### [Text section]
┄┄┄┄┄┄
Some of those institutions are a property register, systems of law, and courts and a police force with the power to coerce. The problem is, Haber et al. (2008b) argued, that under the rule of an authoritarian government, those same institutions make assets easier for the government to expropriate. So, under authoritarian governments, those institutions tend to be weak, especially because individuals and firms will not demand effective institutions in order to avoid the expropriation of their assets.
In the case of Mexico, during the early 1990s, there was no accurate real- property register and physical collateral was very difficult to repossess. In 1997, foreign banks were allowed to own banks in order to decrease the probability of expropriation. The problem was that foreign banks now controlled the banking system. By 1996, foreign banks controlled barely 7% of total bank assets, 20% by 1999, 83% by 2004 and 82% by 2015 (Haber et al. 2008a; Bravo 2017). This, along with the weak enforcement of contracts, meant that commercial banking did not have as a main target the productive sector (industry, services and housing) which barely received around 20% of the total credit given by the commercial banks (Bravo 2017).
The principal target of the commercial banks in the last two decades has therefore been consumer credit which has varied around 30% of the total credit given by commercial banks. Morever, the problem of having a banking system controlled by foreign banks with subsidiaries abroad is the possibility of transmitting a crisis to them, as happened in 2008. All this led to very weak adoption of technology by private companies, especially SMEs, since scarce credit prevented them from investing in new technology (Haber et al. 2008a; Bravo 2017).
┄┄┄┄┄┄
### [Direction 1]
List each year for which the passage on Mexican banking gives the share of total bank assets controlled by foreign banks, together with that share.

### [Material to process]
┄┄┄┄┄┄
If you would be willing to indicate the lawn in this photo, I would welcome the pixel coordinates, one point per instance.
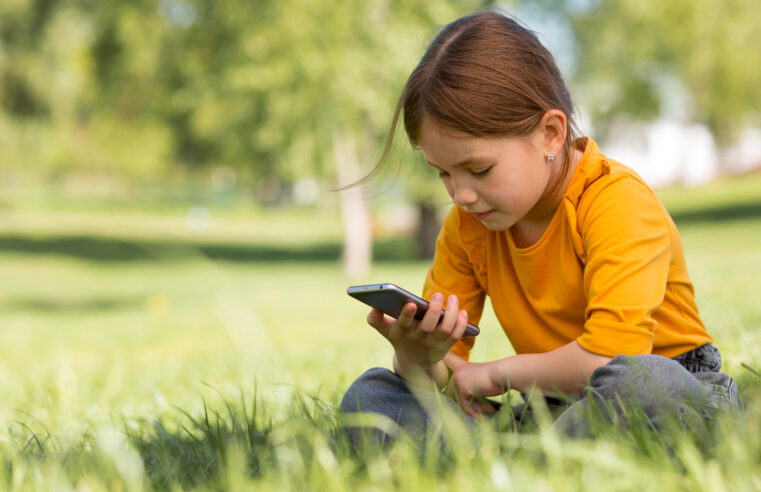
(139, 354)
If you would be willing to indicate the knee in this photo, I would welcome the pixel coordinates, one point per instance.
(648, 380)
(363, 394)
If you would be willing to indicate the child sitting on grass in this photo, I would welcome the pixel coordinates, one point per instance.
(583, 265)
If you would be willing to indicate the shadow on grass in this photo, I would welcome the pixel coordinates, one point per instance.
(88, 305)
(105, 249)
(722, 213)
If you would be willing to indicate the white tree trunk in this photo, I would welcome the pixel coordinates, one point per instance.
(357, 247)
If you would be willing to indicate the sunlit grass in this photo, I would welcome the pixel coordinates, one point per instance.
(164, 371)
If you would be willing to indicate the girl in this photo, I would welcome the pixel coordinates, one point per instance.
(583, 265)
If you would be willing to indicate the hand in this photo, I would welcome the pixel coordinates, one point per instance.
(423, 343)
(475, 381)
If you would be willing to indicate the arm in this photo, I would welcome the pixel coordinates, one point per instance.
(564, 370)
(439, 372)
┄┄┄┄┄┄
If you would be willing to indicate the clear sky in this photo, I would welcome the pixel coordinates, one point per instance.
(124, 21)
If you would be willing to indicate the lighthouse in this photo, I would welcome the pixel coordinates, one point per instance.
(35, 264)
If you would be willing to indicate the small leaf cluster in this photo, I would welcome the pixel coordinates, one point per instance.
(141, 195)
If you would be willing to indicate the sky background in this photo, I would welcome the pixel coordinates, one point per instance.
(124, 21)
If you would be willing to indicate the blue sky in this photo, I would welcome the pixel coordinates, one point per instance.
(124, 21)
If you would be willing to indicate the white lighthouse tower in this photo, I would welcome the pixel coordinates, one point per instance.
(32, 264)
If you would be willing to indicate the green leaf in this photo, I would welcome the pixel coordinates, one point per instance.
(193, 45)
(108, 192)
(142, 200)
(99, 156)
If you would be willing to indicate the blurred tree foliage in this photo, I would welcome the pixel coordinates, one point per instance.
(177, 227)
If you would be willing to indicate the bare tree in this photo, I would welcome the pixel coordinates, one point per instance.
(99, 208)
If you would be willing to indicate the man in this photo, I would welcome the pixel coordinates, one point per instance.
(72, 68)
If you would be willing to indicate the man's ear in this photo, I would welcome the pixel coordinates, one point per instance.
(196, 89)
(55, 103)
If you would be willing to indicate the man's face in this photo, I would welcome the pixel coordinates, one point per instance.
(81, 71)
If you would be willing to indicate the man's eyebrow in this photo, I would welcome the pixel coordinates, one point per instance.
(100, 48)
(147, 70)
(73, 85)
┄┄┄┄┄┄
### [Direction 2]
Extract every line of the entries above that contains the word "leaf", matching case exactly.

### [Expected answer 1]
1996: 7%
1999: 20%
2004: 83%
2015: 82%

### [Expected answer 2]
If you would be willing to indicate the small leaf cluster in this photo, I would welcome the pixel coordinates, one point per instance.
If you would be willing to indicate the green leaf in this photo, I would welcome the pixel coordinates, one point per instance.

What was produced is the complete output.